--- FONTE ---
┄┄┄┄┄┄┄┄┄┄┄┄┄┄┄┄┄┄┄┄
Psicóloga Tânia Correia explica o que acontece quando deixamos as crianças a chorar sem apoio

Um dia, um professor que tive contava, com orgulho, o método infalível para o filho ter deixado de chamar e chorar à noite.

Psicóloga, mestre em Psicoterapia Cognitiva-Comportamental na área da infância e adolescência / OPP: 24317
  • 5 abr, 11:46
Tânia Correia
Tânia Correia

Durante a noite, após o filho chamar pelos pais, trancou-lhe a porta do quarto. Do outro lado a criança chorou, esperneou, mas o pai, certo da sua missão de educar, não cedeu. Algumas horas depois, aconteceu o impossível: a criança deitou-se e adormeceu sozinha.

Depois dessa noite, tudo mudou: o menino nunca mais chamou pelos pais.

Incrível, não é? Até seria, se fôssemos apenas feitos de resultados.

Ao longo do tempo, as descrições feitas pelo pelo professor sobre a relação com o filho denotavam um claro afastamento emocional, mas que era muito valorizado como "o meu filho não deu trabalho nenhum"; "o meu filho resolve tudo sozinho, nem precisa de falar com ninguém"; "desde aquela noite nunca mais o vi chorar".
┄┄┄┄┄┄┄┄┄┄┄┄┄┄┄┄┄┄┄┄
--- LINHAS FORNECIDAS ---
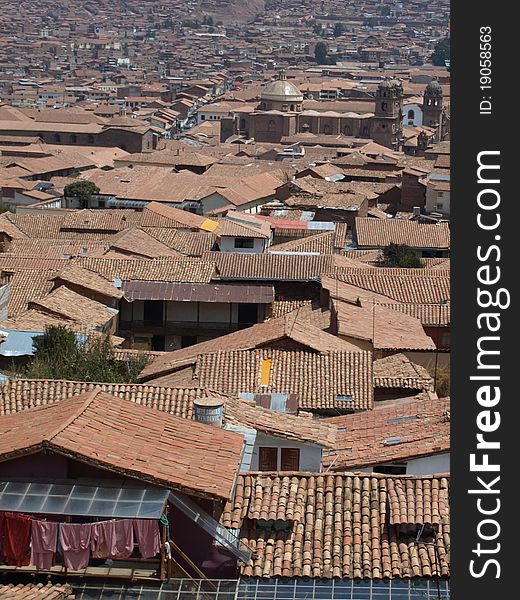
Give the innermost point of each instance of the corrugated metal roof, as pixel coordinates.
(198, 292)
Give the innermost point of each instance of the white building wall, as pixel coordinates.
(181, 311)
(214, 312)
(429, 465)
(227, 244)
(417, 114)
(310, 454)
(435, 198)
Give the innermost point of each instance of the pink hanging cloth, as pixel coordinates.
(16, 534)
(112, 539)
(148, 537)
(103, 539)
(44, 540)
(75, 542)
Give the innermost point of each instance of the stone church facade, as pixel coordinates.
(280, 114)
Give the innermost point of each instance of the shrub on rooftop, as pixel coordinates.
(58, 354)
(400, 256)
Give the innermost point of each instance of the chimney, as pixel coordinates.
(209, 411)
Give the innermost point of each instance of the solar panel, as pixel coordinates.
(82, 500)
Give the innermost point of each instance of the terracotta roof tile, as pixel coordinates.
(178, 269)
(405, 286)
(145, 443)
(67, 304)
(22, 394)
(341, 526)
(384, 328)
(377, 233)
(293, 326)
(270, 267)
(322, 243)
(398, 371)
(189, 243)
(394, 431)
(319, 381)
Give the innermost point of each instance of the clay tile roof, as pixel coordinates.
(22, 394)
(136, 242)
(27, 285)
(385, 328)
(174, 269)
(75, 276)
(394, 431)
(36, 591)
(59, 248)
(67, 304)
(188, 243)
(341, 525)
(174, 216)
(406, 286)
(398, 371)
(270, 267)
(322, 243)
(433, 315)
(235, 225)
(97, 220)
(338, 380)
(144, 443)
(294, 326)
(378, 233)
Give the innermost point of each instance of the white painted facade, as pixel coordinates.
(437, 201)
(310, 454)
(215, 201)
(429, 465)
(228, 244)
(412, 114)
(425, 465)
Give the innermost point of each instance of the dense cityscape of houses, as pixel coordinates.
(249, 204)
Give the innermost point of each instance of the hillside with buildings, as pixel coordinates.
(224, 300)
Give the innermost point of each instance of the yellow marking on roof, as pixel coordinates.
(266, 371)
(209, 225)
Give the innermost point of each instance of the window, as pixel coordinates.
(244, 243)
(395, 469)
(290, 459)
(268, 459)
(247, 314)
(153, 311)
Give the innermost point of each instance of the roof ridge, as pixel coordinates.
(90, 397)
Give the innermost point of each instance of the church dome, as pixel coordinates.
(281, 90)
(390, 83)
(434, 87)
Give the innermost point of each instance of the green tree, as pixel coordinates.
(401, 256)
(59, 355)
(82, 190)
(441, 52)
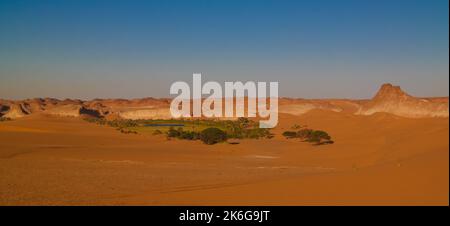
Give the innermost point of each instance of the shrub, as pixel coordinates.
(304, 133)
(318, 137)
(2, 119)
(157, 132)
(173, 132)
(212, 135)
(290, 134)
┄┄┄┄┄┄┄┄┄┄┄┄┄┄┄┄┄┄┄┄
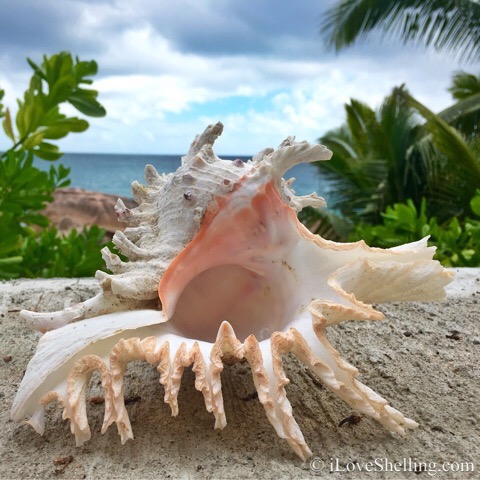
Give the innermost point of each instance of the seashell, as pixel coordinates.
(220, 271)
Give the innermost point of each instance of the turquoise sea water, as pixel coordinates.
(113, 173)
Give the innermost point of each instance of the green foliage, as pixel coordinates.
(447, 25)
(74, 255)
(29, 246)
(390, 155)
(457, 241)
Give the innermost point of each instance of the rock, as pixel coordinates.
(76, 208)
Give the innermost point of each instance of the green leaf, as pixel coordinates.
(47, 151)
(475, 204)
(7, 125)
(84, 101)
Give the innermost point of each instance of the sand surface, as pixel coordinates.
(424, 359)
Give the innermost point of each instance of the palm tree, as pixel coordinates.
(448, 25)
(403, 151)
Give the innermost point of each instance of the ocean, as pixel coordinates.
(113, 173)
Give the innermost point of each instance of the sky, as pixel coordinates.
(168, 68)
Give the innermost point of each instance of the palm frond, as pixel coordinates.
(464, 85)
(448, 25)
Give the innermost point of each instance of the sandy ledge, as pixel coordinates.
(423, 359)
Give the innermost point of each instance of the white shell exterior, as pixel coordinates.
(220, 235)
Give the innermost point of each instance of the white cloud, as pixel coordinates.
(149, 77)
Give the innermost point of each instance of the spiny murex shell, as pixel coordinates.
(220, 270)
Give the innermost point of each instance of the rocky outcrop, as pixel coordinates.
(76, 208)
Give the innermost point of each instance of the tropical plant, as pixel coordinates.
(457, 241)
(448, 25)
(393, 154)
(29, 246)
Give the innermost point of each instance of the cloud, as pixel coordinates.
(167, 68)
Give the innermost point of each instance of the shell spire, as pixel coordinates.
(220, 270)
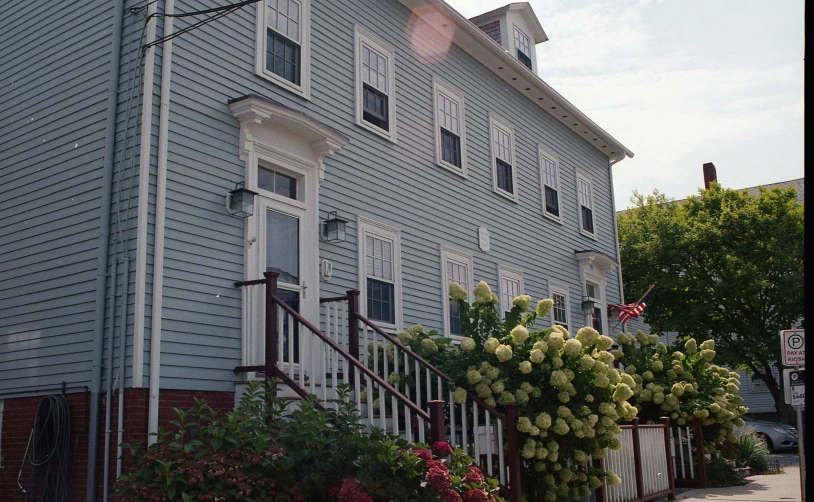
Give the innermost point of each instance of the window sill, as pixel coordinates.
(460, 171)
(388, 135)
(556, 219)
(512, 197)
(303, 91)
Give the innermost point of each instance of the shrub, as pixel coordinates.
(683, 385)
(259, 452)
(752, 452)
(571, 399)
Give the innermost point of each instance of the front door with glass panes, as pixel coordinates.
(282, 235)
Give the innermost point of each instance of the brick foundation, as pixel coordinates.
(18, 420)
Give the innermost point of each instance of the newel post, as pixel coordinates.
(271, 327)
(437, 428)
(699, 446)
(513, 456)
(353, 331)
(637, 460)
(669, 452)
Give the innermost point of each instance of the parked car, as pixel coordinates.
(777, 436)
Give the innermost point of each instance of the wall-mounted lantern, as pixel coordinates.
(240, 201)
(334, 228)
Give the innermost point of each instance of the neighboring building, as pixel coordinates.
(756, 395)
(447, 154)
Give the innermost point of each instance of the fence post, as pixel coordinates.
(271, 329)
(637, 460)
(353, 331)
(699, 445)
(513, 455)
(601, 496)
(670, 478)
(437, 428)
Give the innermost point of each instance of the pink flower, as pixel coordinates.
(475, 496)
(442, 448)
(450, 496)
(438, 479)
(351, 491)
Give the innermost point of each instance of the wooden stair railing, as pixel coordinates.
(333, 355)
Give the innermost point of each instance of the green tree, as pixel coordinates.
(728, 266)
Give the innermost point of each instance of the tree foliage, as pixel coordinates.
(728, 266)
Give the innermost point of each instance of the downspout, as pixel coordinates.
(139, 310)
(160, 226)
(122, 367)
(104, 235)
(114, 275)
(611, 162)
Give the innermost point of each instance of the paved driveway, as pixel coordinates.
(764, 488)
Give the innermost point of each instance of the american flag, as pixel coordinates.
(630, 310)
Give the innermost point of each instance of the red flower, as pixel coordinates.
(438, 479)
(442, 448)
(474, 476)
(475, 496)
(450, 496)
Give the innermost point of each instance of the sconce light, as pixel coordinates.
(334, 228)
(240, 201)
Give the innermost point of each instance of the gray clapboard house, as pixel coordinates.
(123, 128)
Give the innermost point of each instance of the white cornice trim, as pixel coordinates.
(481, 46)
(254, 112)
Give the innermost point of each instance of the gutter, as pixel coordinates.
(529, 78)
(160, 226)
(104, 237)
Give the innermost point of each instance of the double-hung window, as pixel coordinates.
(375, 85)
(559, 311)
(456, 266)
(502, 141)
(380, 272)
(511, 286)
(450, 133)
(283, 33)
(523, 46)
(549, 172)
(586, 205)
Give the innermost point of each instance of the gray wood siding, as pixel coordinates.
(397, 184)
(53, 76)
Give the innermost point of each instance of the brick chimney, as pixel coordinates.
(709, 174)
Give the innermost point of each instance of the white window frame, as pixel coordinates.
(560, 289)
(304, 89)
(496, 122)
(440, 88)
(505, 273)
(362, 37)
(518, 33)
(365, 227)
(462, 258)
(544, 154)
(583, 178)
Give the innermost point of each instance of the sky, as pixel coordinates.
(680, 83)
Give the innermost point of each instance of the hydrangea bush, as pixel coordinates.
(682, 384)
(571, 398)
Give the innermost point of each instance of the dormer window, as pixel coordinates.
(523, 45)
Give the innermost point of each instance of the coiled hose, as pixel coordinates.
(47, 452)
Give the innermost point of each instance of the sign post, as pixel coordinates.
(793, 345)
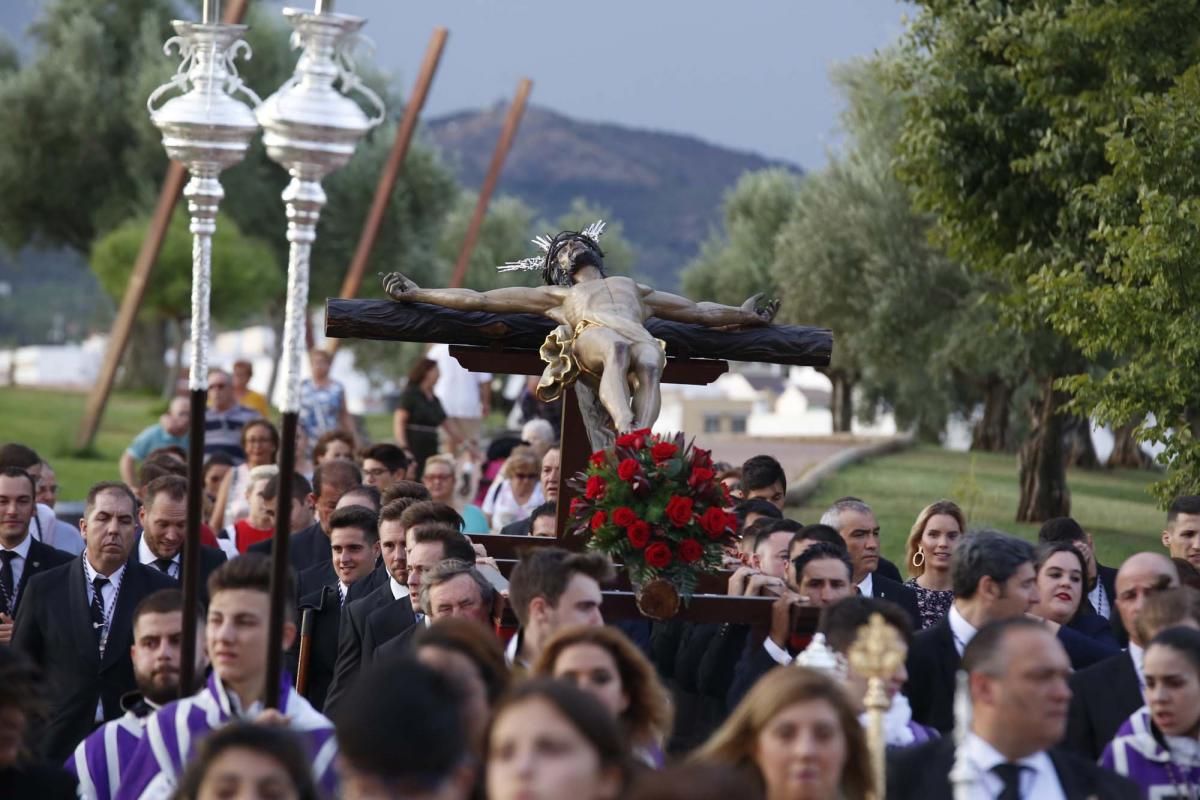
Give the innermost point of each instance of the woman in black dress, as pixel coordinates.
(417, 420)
┄┄┄┄┄┄┄┄┄┄┄┄┄┄┄┄┄┄┄┄
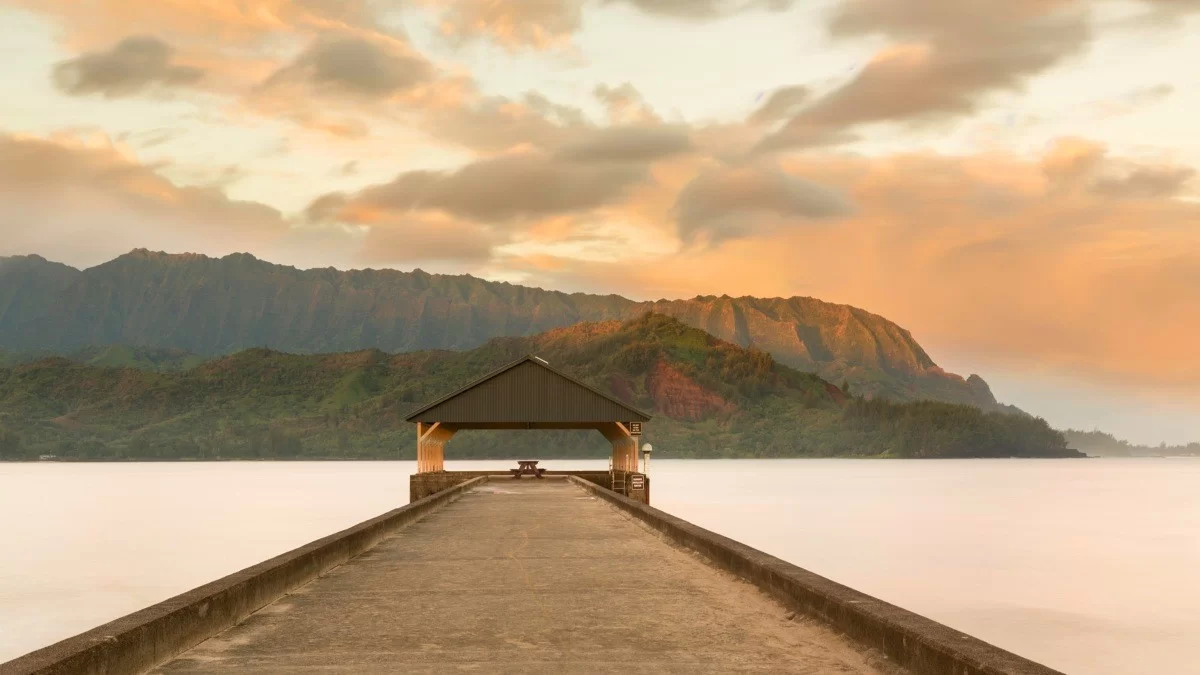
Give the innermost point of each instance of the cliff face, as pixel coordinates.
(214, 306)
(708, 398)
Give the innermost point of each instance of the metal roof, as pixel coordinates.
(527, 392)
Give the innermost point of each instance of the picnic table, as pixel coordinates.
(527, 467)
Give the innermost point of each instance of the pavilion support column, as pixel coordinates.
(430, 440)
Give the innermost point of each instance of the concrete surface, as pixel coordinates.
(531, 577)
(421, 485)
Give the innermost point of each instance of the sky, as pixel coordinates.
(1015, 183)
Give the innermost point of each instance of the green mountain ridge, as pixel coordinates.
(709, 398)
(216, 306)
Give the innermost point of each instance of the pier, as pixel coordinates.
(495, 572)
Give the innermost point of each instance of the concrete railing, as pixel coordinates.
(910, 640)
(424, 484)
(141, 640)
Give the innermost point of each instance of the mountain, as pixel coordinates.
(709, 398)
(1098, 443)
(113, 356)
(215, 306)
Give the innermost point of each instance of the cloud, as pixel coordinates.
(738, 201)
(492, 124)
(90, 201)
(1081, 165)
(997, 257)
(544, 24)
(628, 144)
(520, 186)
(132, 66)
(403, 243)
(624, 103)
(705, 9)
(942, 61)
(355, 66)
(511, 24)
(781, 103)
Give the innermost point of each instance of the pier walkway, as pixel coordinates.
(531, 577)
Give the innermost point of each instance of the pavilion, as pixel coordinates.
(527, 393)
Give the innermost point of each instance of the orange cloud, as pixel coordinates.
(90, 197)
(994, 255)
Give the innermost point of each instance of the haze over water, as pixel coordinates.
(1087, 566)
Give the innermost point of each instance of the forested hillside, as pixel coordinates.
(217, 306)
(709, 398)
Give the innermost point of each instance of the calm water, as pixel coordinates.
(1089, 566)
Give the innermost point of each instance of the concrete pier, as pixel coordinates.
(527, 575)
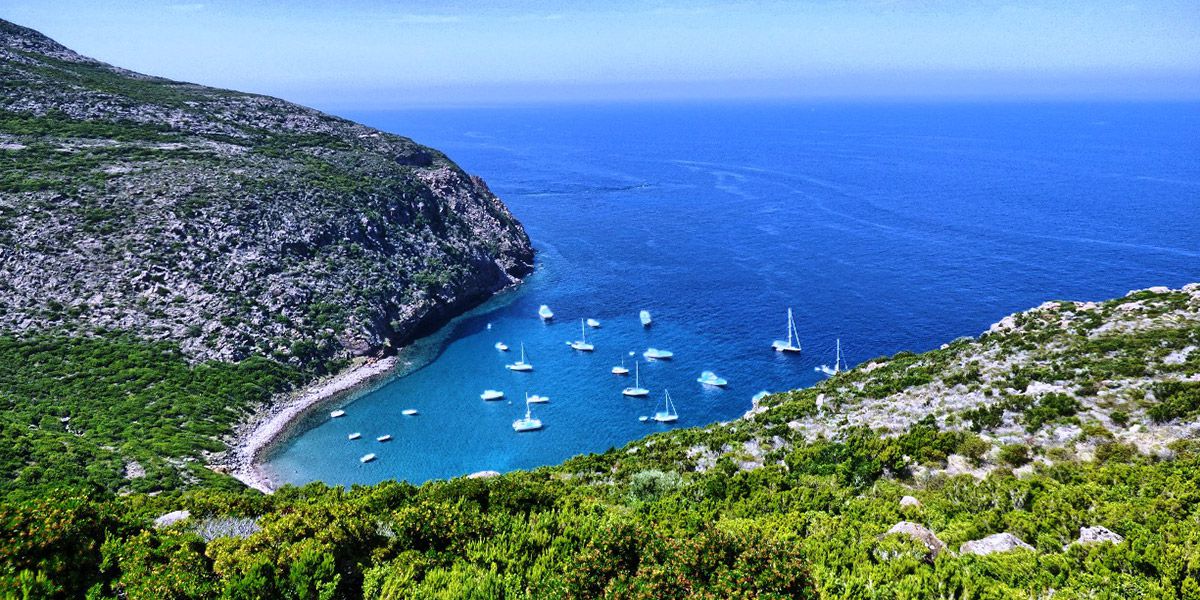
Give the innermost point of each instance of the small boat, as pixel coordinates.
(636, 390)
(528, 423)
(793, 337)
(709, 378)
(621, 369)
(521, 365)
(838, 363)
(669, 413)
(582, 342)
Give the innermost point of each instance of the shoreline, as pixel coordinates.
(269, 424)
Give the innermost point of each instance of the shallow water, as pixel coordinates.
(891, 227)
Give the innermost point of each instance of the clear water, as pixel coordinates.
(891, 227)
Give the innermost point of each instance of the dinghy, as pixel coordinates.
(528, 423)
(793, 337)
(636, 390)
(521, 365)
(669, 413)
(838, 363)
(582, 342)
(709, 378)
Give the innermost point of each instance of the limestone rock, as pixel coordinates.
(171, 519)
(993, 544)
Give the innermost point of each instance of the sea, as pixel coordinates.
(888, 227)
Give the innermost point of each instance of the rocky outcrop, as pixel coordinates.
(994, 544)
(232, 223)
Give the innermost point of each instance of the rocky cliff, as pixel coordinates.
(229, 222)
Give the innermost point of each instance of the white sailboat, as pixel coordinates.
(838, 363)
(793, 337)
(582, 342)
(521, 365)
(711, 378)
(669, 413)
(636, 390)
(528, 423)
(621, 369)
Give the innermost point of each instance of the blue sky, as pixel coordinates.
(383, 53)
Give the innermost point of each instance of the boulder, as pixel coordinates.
┄┄┄┄┄┄┄┄┄┄┄┄┄┄┄┄┄┄┄┄
--- INSTRUÇÃO DADA A ---
Responda, com base no texto sobre crianças a chorar sem apoio:
(i) Em que área fez Tânia Correia o mestrado?
(ii) O que fez o pai durante a noite, depois de o filho chamar pelos pais?
(iii) Que mudança se deu no menino depois dessa noite?
--- INSTRUÇÃO DADA B ---
Retome o texto sobre crianças a chorar sem apoio a partir do ponto em que termina.
As linhas constituem material à parte e não têm relação com a fonte.

--- RESPOSTA A ---
(i) Em Psicoterapia Cognitiva-Comportamental, na área da infância e adolescência.
(ii) Trancou-lhe a porta do quarto.
(iii) O menino nunca mais chamou pelos pais.

--- RESPOSTA B ---
Naquela noite, a criança aprendeu uma lição: nos momentos mais desafiantes só podia contar consigo. Ainda que com a melhor das intenções, aquele pai não tinha educado o filho, tinha alterado a maneira como este se via a si (mais desprotegido) e aos outros (incapazes de o ajudar).

As experiências das crianças não geram apenas resultados (que, às vezes, até parecem muito positivos), elas são compostas por processos.

Bater resulta, mas implica um processo de aprendizagem de submissão através da violência ou de a usar no futuro como forma de poder.

Deixar a criança a chorar sem apoio resulta, mas implica um processo em que ela aprende a contar só consigo e a desconfiar dos outros.

Obrigar a criança a "engolir o choro" resulta, mas implica um processo de total desconexão emocional que a deixará mais susceptível a desenvolver ansiedade e outras dificuldades emocionais.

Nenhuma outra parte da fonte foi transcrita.